• _What is asked_:
Arrange the entries below as a two-column CSV with the headers "prompt" and "response", one row per entry, giving its text and its answer each as a single quoted field with line breaks turned into spaces. Begin at the start of the entries and stop after the line containing "[0,0,442,350]".

• _Entries from an annotation dataset_:
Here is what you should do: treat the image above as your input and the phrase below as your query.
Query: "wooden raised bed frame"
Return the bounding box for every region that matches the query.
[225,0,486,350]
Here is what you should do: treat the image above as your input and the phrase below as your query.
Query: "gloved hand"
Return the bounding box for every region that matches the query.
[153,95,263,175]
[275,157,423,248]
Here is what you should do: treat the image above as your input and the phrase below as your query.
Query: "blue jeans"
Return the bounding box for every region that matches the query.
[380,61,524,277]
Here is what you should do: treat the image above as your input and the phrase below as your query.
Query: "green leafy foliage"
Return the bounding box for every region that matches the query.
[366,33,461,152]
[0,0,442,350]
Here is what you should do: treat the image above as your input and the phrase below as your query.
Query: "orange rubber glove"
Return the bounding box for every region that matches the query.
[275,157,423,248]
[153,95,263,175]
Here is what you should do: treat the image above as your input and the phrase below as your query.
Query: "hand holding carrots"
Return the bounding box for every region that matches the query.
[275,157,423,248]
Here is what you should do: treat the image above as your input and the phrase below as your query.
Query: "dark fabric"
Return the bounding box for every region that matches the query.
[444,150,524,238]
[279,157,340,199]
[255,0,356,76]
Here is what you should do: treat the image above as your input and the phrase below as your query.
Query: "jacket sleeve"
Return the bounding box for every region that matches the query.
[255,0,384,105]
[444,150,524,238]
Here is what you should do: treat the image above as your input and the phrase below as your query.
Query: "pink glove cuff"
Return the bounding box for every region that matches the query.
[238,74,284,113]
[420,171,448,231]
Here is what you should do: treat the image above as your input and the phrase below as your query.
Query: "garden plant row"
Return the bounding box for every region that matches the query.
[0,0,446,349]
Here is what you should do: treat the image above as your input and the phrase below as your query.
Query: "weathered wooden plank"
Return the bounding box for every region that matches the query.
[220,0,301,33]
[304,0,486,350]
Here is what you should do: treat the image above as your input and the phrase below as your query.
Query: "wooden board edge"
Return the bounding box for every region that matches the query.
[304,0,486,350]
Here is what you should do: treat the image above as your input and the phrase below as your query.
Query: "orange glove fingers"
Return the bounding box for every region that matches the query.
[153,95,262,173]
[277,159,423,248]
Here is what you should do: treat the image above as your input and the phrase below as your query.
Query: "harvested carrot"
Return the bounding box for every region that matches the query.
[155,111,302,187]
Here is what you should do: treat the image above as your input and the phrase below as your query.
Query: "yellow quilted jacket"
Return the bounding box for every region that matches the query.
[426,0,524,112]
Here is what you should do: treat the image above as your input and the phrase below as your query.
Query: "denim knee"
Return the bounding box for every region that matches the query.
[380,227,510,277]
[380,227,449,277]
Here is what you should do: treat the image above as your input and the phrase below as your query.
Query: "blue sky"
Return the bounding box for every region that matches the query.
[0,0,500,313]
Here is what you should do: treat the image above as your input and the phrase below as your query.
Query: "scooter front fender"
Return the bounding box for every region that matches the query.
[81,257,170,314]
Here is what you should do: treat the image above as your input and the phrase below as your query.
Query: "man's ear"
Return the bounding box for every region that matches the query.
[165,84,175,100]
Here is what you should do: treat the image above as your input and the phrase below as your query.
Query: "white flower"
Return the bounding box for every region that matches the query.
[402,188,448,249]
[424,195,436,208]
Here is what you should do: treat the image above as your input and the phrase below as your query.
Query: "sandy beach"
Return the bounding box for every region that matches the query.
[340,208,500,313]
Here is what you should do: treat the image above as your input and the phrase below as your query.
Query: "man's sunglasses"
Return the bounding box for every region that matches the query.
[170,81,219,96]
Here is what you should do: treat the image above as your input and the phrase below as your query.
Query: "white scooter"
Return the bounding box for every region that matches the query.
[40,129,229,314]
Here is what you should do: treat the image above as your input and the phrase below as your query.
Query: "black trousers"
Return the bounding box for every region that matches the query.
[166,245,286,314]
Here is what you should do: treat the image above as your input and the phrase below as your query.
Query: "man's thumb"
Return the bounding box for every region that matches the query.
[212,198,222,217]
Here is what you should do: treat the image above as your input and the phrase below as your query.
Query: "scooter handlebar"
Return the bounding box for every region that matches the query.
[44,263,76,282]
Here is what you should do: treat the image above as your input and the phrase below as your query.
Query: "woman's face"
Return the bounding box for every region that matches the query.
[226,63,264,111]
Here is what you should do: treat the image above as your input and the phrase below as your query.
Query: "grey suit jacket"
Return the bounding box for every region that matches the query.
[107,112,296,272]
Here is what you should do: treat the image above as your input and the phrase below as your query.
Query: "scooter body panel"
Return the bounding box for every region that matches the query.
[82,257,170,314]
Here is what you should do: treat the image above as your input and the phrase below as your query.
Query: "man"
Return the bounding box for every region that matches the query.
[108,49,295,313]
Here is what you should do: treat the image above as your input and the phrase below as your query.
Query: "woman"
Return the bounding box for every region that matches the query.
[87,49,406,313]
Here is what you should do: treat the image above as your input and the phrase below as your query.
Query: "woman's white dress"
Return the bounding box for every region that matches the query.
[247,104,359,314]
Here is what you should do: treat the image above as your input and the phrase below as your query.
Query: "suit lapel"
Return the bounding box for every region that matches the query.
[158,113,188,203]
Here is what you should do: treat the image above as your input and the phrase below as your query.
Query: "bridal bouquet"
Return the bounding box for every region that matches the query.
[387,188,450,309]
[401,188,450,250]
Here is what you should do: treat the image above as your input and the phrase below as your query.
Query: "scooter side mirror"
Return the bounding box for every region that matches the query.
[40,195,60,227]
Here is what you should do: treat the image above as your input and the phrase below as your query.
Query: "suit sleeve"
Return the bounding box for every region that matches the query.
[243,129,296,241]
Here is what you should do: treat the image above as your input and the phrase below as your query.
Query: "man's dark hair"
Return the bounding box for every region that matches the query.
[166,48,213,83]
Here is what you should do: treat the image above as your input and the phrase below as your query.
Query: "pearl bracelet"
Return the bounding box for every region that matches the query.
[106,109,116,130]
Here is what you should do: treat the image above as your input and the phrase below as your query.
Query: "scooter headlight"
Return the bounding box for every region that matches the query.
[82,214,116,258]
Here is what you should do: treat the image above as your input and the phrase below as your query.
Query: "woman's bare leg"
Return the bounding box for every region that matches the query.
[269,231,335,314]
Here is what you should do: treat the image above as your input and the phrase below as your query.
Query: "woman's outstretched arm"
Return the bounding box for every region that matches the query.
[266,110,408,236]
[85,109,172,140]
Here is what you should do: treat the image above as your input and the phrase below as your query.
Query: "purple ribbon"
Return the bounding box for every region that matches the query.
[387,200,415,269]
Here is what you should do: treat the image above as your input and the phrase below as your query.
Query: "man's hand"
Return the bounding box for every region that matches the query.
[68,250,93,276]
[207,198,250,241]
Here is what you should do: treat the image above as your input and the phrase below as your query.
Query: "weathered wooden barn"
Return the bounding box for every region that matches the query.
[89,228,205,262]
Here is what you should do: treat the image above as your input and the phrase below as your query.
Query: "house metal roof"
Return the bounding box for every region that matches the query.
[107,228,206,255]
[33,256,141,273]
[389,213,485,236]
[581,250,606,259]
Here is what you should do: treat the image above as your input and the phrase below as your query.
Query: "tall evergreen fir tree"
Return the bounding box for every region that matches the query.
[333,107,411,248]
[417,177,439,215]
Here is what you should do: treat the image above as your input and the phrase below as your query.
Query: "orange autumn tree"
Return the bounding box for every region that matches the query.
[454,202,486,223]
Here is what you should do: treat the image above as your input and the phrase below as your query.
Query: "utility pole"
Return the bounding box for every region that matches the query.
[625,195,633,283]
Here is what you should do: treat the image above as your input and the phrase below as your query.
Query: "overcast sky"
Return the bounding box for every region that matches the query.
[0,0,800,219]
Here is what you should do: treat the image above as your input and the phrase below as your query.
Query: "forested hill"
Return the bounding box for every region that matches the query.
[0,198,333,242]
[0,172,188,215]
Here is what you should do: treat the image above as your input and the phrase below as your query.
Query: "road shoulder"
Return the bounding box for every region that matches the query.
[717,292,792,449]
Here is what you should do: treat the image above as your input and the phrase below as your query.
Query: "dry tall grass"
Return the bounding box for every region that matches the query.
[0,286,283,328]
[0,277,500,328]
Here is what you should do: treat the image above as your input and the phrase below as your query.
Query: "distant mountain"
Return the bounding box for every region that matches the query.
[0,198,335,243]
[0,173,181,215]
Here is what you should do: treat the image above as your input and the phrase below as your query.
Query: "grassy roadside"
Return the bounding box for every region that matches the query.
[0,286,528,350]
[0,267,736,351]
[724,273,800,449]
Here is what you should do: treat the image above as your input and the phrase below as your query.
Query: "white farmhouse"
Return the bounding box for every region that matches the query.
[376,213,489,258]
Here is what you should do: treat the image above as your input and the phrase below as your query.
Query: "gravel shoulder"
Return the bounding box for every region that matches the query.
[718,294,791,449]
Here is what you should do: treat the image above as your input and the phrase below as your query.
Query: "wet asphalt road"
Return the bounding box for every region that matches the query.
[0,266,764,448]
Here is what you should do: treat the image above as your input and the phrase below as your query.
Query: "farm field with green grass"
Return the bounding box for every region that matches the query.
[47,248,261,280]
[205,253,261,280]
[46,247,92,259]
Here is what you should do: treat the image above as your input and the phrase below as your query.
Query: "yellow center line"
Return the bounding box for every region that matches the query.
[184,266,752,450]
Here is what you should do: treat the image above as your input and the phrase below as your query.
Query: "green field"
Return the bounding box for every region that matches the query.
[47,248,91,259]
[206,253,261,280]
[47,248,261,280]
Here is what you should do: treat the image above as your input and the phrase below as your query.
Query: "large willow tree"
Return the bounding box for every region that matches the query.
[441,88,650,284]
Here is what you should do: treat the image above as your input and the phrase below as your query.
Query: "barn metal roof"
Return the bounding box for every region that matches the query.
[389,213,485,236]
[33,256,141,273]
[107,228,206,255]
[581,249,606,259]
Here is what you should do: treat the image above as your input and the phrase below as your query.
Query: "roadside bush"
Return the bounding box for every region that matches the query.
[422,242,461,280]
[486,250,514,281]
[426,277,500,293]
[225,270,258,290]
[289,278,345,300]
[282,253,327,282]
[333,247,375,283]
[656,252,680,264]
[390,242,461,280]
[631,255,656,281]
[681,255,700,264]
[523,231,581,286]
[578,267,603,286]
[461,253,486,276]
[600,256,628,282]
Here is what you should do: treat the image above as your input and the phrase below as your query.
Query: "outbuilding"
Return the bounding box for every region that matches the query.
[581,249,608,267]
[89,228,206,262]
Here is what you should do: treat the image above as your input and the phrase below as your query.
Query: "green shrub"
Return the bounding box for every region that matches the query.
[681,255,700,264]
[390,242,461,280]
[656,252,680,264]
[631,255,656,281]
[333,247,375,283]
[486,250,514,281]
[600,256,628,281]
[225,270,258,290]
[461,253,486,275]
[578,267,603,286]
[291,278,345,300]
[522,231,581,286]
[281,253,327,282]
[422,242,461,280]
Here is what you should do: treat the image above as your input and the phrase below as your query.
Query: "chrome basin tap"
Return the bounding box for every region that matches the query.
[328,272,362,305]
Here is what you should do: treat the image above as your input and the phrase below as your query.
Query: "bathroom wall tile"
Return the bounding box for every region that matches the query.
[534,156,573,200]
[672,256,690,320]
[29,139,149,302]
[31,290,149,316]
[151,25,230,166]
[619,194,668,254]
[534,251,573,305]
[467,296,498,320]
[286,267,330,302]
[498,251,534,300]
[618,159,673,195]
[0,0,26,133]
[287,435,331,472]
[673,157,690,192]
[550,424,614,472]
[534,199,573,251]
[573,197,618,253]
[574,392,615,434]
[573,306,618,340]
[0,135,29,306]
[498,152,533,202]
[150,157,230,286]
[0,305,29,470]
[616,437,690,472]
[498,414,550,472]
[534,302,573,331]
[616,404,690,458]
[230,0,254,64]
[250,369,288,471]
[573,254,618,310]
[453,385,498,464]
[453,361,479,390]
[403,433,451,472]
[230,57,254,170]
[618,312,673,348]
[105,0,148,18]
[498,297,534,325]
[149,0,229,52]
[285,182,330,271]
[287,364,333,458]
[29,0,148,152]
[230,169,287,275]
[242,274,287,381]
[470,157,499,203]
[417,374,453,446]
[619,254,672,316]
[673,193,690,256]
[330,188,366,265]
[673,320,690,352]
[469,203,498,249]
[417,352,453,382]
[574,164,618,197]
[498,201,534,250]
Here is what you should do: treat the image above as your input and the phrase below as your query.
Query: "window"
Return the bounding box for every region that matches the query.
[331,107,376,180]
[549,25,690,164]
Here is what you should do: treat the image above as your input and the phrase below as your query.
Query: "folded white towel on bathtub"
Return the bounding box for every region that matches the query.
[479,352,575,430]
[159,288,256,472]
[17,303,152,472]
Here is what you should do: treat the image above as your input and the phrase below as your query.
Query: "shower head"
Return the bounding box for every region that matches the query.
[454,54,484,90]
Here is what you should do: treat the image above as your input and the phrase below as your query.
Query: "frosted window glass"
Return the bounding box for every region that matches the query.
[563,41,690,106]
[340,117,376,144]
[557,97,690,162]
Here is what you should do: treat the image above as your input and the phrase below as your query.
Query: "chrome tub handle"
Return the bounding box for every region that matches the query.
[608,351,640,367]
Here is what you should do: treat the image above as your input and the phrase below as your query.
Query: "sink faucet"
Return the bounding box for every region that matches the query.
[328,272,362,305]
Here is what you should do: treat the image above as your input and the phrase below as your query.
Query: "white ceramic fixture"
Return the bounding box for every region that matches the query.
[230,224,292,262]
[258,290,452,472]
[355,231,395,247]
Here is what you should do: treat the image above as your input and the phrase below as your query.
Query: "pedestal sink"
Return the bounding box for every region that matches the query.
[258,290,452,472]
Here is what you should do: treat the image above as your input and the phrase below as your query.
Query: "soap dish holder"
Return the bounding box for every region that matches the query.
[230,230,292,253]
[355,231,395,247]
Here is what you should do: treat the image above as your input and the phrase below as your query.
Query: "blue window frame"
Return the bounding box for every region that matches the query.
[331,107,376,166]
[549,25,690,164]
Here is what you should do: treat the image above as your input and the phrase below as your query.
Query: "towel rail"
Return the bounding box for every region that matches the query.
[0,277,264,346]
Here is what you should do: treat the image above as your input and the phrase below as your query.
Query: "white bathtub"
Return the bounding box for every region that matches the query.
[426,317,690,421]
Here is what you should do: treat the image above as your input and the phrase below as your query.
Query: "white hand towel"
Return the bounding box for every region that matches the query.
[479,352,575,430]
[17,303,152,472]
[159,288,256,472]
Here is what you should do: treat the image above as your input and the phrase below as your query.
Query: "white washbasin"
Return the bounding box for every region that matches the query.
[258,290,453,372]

• _Exercise result_:
prompt,response
"Here is what you should do: treat the image above as your input and the phrase below as your query. Query: ""wooden raised bed frame"" Return the bounding box for every region that matches the query.","[225,0,486,350]"
"Here is what you should do: treat the image above as your input and the phrase below as your query. Query: ""gloved hand"" Return the bounding box for every region that matches the query.","[153,95,263,175] [275,157,423,248]"
"Here is what you should do: treat the image above as your input and the phrase below as your query. Query: ""blue jeans"" Return the bounding box for every region that matches the query.","[380,61,524,277]"
"Here is what you should do: treat the image above as your input and the phrase below as your query. Query: ""green leafy foliage"" Return the bounding box for every region that matches the query.","[366,33,461,152] [0,0,442,350]"